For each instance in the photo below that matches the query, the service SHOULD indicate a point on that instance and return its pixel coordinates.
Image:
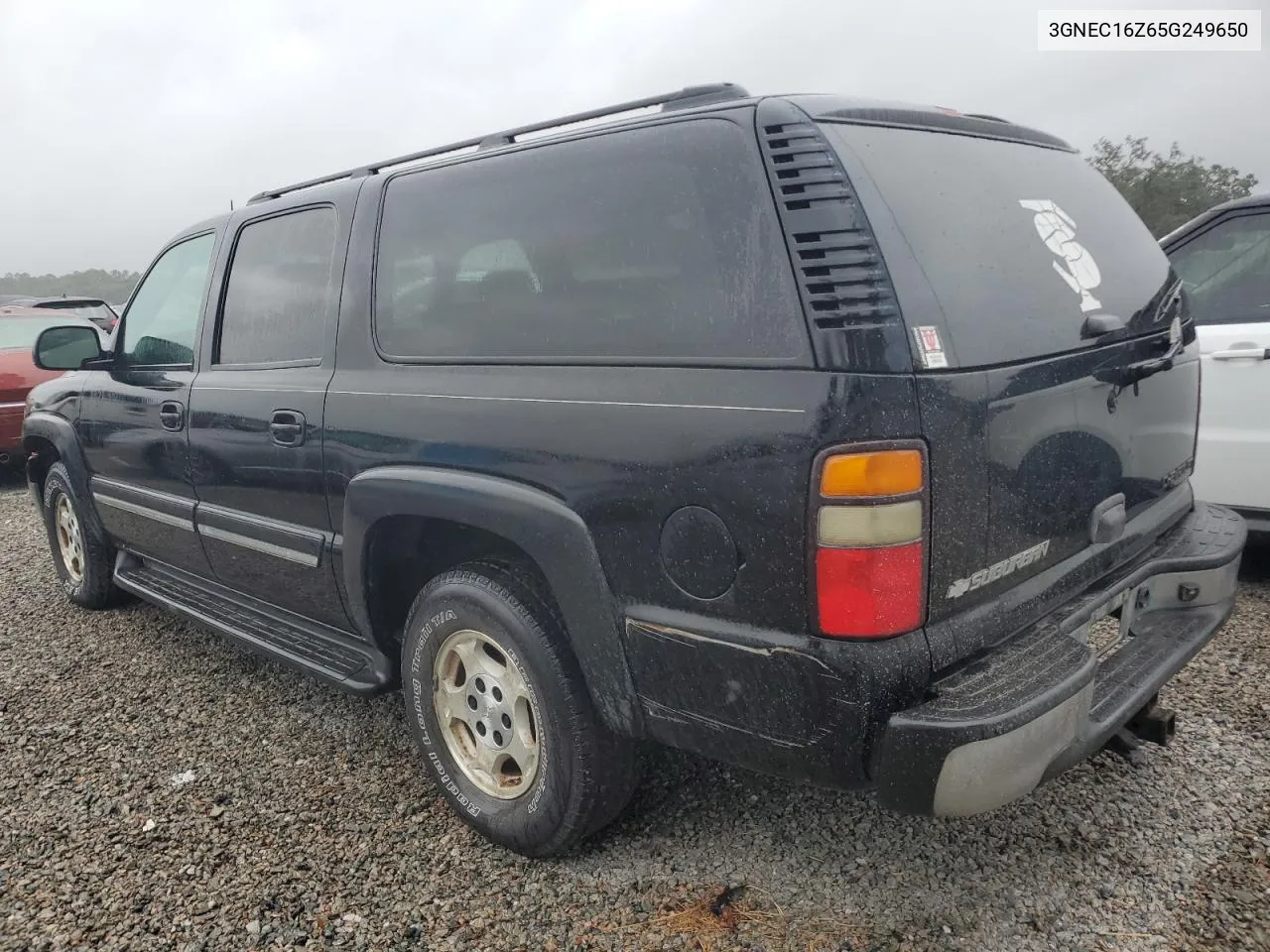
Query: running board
(300, 644)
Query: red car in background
(19, 326)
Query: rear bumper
(1029, 708)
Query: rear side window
(278, 290)
(656, 244)
(1227, 271)
(1000, 250)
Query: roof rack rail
(685, 98)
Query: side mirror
(66, 348)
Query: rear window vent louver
(842, 280)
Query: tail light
(869, 524)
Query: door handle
(287, 428)
(172, 416)
(1250, 352)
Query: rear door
(1035, 299)
(257, 409)
(1225, 270)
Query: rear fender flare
(552, 534)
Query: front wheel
(84, 562)
(502, 716)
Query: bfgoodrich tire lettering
(584, 774)
(87, 579)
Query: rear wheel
(84, 561)
(502, 716)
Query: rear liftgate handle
(1243, 350)
(287, 428)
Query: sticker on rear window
(929, 347)
(1058, 231)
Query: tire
(584, 774)
(85, 570)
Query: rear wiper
(1132, 375)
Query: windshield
(1000, 250)
(21, 333)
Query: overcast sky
(122, 122)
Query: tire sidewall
(56, 485)
(532, 819)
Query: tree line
(112, 287)
(1166, 189)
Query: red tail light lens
(870, 552)
(870, 593)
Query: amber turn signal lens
(889, 472)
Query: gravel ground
(160, 788)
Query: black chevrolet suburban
(841, 439)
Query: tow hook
(1155, 724)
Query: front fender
(45, 425)
(547, 530)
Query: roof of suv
(708, 98)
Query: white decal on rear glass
(930, 348)
(1058, 231)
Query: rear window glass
(1000, 250)
(647, 244)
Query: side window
(1227, 271)
(278, 290)
(163, 317)
(643, 244)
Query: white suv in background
(1223, 258)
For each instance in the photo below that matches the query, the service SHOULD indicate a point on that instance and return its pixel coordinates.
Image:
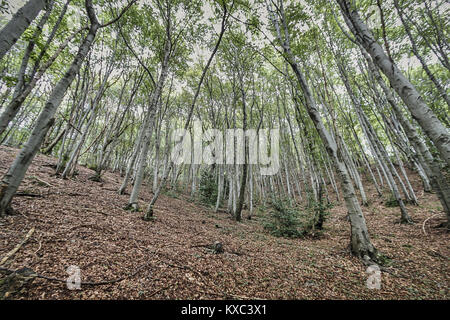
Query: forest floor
(81, 222)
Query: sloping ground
(81, 222)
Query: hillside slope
(81, 222)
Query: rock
(218, 247)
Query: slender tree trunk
(426, 118)
(12, 179)
(20, 21)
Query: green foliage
(283, 220)
(208, 188)
(391, 202)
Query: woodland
(347, 101)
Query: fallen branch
(17, 247)
(423, 224)
(41, 181)
(26, 194)
(86, 283)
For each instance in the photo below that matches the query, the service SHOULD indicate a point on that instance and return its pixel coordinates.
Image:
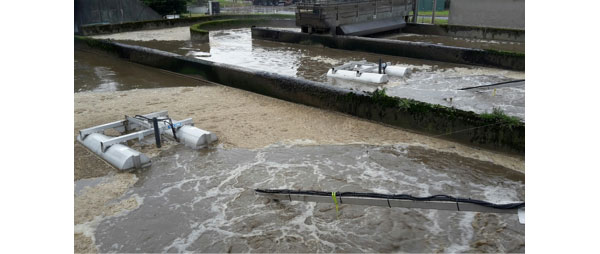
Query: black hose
(399, 197)
(495, 84)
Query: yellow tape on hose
(337, 209)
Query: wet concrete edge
(89, 30)
(454, 124)
(421, 50)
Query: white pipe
(120, 156)
(353, 75)
(193, 137)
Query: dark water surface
(429, 81)
(203, 201)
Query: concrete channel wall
(482, 57)
(199, 32)
(485, 33)
(166, 23)
(487, 131)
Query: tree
(164, 7)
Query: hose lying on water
(398, 196)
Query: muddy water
(203, 201)
(429, 81)
(102, 73)
(459, 42)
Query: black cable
(398, 197)
(495, 84)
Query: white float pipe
(120, 156)
(363, 77)
(397, 71)
(193, 137)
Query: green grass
(437, 13)
(230, 3)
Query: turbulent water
(204, 201)
(459, 42)
(429, 81)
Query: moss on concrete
(165, 23)
(505, 53)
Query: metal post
(415, 10)
(156, 132)
(433, 13)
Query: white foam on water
(466, 233)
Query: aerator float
(158, 123)
(364, 71)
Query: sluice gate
(352, 17)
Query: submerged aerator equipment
(157, 123)
(364, 71)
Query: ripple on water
(204, 201)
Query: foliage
(498, 115)
(165, 7)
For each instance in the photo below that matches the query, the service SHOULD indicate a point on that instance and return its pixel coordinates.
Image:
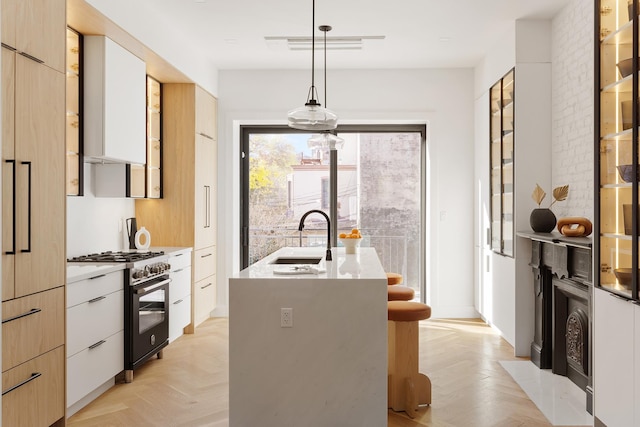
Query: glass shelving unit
(502, 117)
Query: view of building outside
(378, 192)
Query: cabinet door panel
(613, 359)
(32, 332)
(40, 160)
(204, 299)
(8, 153)
(205, 192)
(41, 30)
(39, 402)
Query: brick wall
(572, 107)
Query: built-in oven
(146, 315)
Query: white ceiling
(418, 33)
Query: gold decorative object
(559, 194)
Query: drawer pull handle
(98, 344)
(20, 384)
(19, 316)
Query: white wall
(442, 98)
(93, 223)
(572, 106)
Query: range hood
(114, 103)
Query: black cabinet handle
(13, 209)
(28, 211)
(20, 316)
(98, 344)
(21, 383)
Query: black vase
(542, 220)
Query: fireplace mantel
(562, 275)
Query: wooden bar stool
(399, 293)
(394, 279)
(407, 387)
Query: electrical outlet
(286, 317)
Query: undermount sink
(296, 260)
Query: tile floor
(560, 400)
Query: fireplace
(571, 326)
(562, 293)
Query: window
(380, 190)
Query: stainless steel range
(146, 304)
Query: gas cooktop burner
(116, 257)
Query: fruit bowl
(350, 244)
(351, 241)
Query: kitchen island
(328, 365)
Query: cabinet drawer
(180, 284)
(33, 325)
(93, 320)
(204, 298)
(180, 260)
(180, 316)
(102, 284)
(92, 367)
(39, 401)
(204, 264)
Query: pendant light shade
(312, 116)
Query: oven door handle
(152, 287)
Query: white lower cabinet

What needs to be done:
Leave out the pictures and output every record above precisely as given.

Expected answer:
For each instance in the photo below that matches the query, the service SHOULD indicate a point on that instance and return its pixel coordinates.
Image:
Query: running board
(300, 644)
Query: red car in background
(19, 326)
Query: rear bumper
(1029, 708)
Query: rear side window
(278, 290)
(656, 244)
(1227, 271)
(1000, 250)
Query: roof rack rail
(685, 98)
Query: side mirror
(66, 348)
Query: rear window vent louver
(842, 280)
Query: tail light
(869, 524)
Query: door handle
(287, 428)
(172, 416)
(1250, 352)
Query: rear door
(1035, 299)
(257, 409)
(1225, 270)
Query: rear fender flare
(552, 534)
Query: front wheel
(84, 562)
(502, 716)
Query: bfgoodrich tire lettering
(584, 774)
(87, 579)
Query: rear wheel
(84, 561)
(502, 716)
Query: rear liftgate handle
(1243, 350)
(287, 428)
Query: sticker on rear window
(929, 347)
(1058, 231)
Query: tire
(584, 774)
(85, 570)
Query: rear wiper
(1132, 375)
Query: windshield
(1000, 250)
(21, 333)
Query: overcast sky
(122, 122)
Query: tire sidewall
(56, 485)
(532, 819)
Query: tree line
(112, 287)
(1166, 189)
Query: red tail light lens
(870, 552)
(870, 593)
Query: amber turn signal lens
(889, 472)
Query: gravel ground
(160, 788)
Query: black chevrolet suburban
(841, 439)
Query: tow hook
(1155, 724)
Query: front fender
(45, 425)
(547, 530)
Query: roof of suv
(708, 98)
Query: white decal on rear glass
(930, 348)
(1058, 231)
Query: rear window glass
(1000, 250)
(647, 244)
Query: side window
(1227, 271)
(278, 290)
(163, 317)
(643, 244)
Query: white suv in background
(1223, 258)
For each instance in the photo below that matches the query, the service SHOULD indicate a point on that instance and return its pixel coordinates.
Image:
Query: forest floor
(81, 222)
Query: sloping ground
(81, 222)
Query: hillside slope
(81, 222)
Query: rock
(218, 247)
Query: slender tree trunk
(426, 118)
(12, 179)
(20, 21)
Query: green foliage
(283, 220)
(208, 188)
(391, 202)
Query: woodland
(347, 101)
Query: fallen branch
(17, 247)
(423, 224)
(41, 181)
(26, 194)
(86, 283)
For each instance in the photo below that matches the query, the service SHOULD indicate a point on that instance and return its pixel coordinates.
Image:
Query: black hose
(399, 197)
(495, 84)
Query: yellow tape on hose
(337, 209)
Query: wet concrete edge
(89, 30)
(454, 124)
(421, 50)
Query: white pipe
(120, 156)
(353, 75)
(193, 137)
Query: dark water surface
(429, 81)
(203, 201)
Query: concrete channel wall
(482, 57)
(199, 32)
(485, 33)
(166, 23)
(487, 131)
Query: tree
(164, 7)
Query: hose lying on water
(398, 196)
Query: muddy water
(203, 201)
(429, 81)
(102, 73)
(459, 42)
Query: black cable
(398, 197)
(495, 84)
Query: white float pipe
(120, 156)
(363, 77)
(397, 71)
(193, 137)
Query: green grass
(437, 13)
(230, 3)
Query: turbulent water
(204, 201)
(459, 42)
(429, 81)
Query: moss on concrete
(165, 23)
(505, 53)
Query: metal post
(415, 10)
(156, 132)
(433, 13)
Query: white foam on water
(466, 233)
Query: aerator float
(158, 123)
(364, 71)
Query: sluice gate
(352, 17)
Query: submerged aerator equipment
(157, 123)
(364, 71)
Query: ripple on water
(204, 201)
Query: foliage
(498, 115)
(165, 7)
For each instance in the photo below that matches the query, the service SHOULD indicate a point on that instance and return its pixel coordinates.
Image:
Query: glass shelving unit
(502, 117)
Query: view of building outside
(378, 192)
Query: cabinet door panel
(613, 359)
(32, 332)
(40, 160)
(204, 299)
(8, 153)
(205, 192)
(41, 30)
(39, 402)
Query: brick wall
(572, 107)
Query: built-in oven
(146, 315)
Query: white ceiling
(418, 33)
Query: gold decorative object
(559, 194)
Query: drawer pull handle
(98, 344)
(20, 384)
(19, 316)
Query: white wall
(442, 98)
(93, 223)
(572, 106)
Query: range hood
(114, 103)
Query: black cabinet handle
(13, 209)
(28, 211)
(20, 316)
(98, 344)
(21, 383)
Query: black vase
(542, 220)
Query: fireplace mantel
(562, 275)
Query: wooden bar stool
(399, 293)
(394, 279)
(407, 387)
Query: electrical outlet
(286, 317)
Query: undermount sink
(296, 260)
Query: tile floor
(560, 400)
Query: fireplace
(571, 326)
(562, 293)
Query: window
(380, 190)
Query: stainless steel range
(146, 304)
Query: gas cooktop burner
(116, 257)
Query: fruit bowl
(350, 244)
(351, 241)
Query: kitchen island
(328, 365)
Query: cabinet drawer
(180, 284)
(33, 325)
(93, 320)
(204, 298)
(180, 260)
(180, 316)
(102, 284)
(92, 367)
(39, 401)
(204, 264)
Query: pendant light shade
(312, 116)
Query: oven door handle
(152, 287)
Query: white lower cabinet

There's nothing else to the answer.